CANCELLATION OF DEFERRALS 
  

	7.1	Unforeseeable Emergency If a Participant has an Unforeseeable Emergency, as defined herein, the Plan Administrator may cancel all future Compensation Deferrals pertaining to Compensation not yet earned and
required to be made pursuant to the Participant’s current Compensation Deferral Agreement if reasonably necessary to satisfy the Participant’s financial hardship subject to the standards and requirements for an Unforeseeable Emergency
Distribution set forth in Section 6.7. If a Participant receives a hardship distribution from a qualified plan of the Plan Sponsor pursuant to Code § 401(k)(2)(B)(IV), the Plan Administrator shall cancel all future Compensation Deferrals
pertaining to Compensation not yet earned and required to be made pursuant to the Participant’s current Compensation Deferral Agreement, and the Participant will be prohibited from making Compensation Deferrals under the Plan for at least six
(6) months after receipt of the hardship distribution or such longer period as may be prescribed by the qualified plan. The Participant’s eligibility for Employer Matching Credits and/or Employer Discretionary Credits shall be similarly
canceled, and the Participant shall be eligible to defer Compensation again at a later time only as provided under Article II. 

ARTICLE VIII 
 PLAN
ADMINISTRATION 
  

	8.1	Appointment The Plan Administrator shall serve at the pleasure of the Plan Sponsor, who shall have the right to remove the Plan Administrator at any time upon thirty (30) days’ written
notice. The Plan Administrator shall have the right to resign upon thirty (30) days’ written notice to the Plan Sponsor. 

  

	8.2	Duties of Plan Administrator The Plan Administrator shall be responsible to perform all administrative functions of the Plan. These duties include but are not limited to: 

  
 30 

	 	(a)	Communicating with Participants in connection with their rights and benefits under the Plan; 

  

	 	(b)	Reviewing Benefit Benchmark elections received from Participants; 

  

	 	(c)	Arranging for the payment of taxes (including income tax withholding), expenses and benefit payments to Participants under the Plan; 

 

	 	(d)	Filing any returns and reports due with respect to the Plan; 

  

	 	(e)	Interpreting and construing Plan provisions and settling claims for Plan benefits; and 

  

	 	(f)	Serving as the Plan’s designated representative for the service of notices, reports, claims or legal process. 

  

	8.3	Plan Sponsor The Plan Sponsor has sole responsibility for the establishment and maintenance of the Plan. The Plan Sponsor through its Board shall have the power and
authority to appoint the Plan Administrator, Trustee and any other professionals as may be required for the administration of the Plan. The Plan Sponsor shall also have the right to remove any individual or party appointed to perform administrative,
investment, fiduciary or other functions under the Plan. The Plan Sponsor may delegate any of its powers to the Plan Administrator, Board member or a committee of the Board.

Requirement: According to the plan provisions above, on what condition may the Plan Administrator cancel a Participant's future Compensation Deferrals because of an Unforeseeable Emergency? Answer in one to three sentences.

Provided information:

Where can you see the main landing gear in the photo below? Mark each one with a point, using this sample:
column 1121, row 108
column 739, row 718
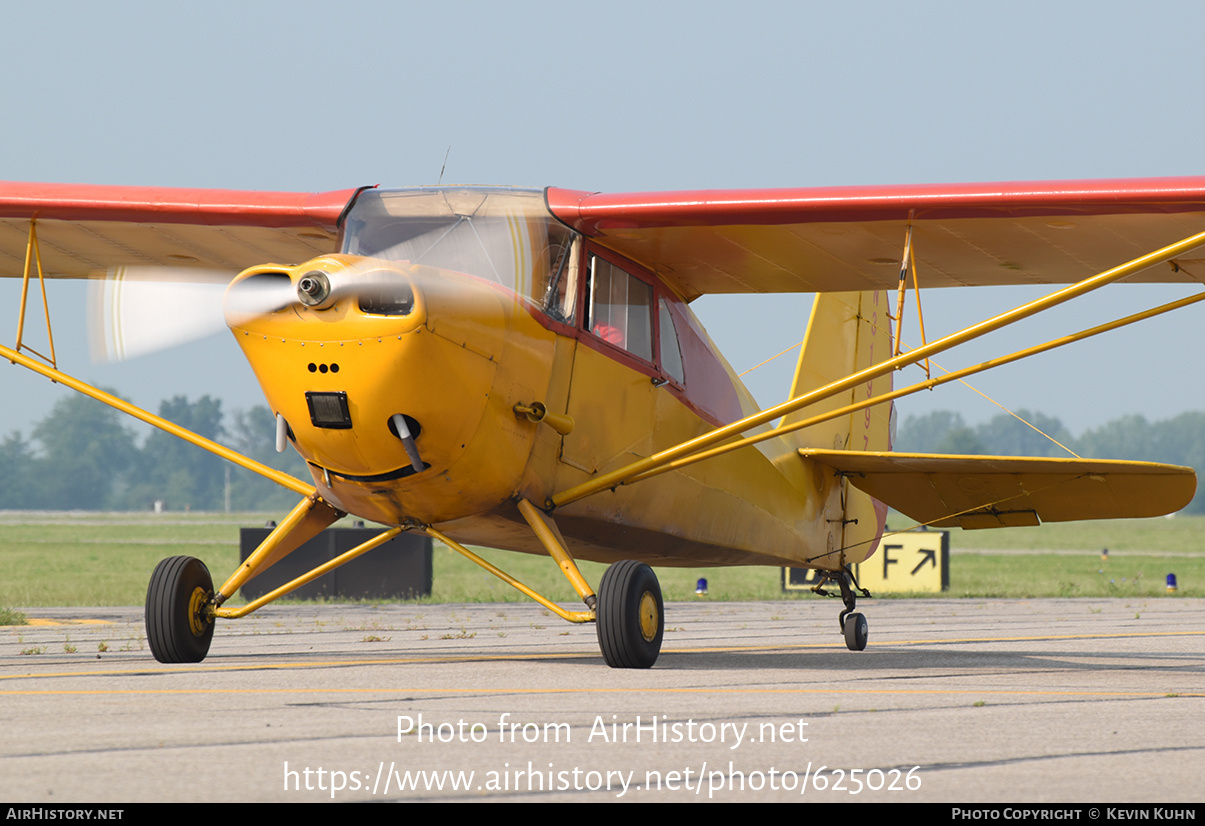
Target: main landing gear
column 178, row 625
column 630, row 615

Answer: The Plan Administrator may cancel them if doing so is reasonably necessary to satisfy the Participant's financial hardship. The cancellation is also subject to the standards and requirements for an Unforeseeable Emergency Distribution set forth in Section 6.7.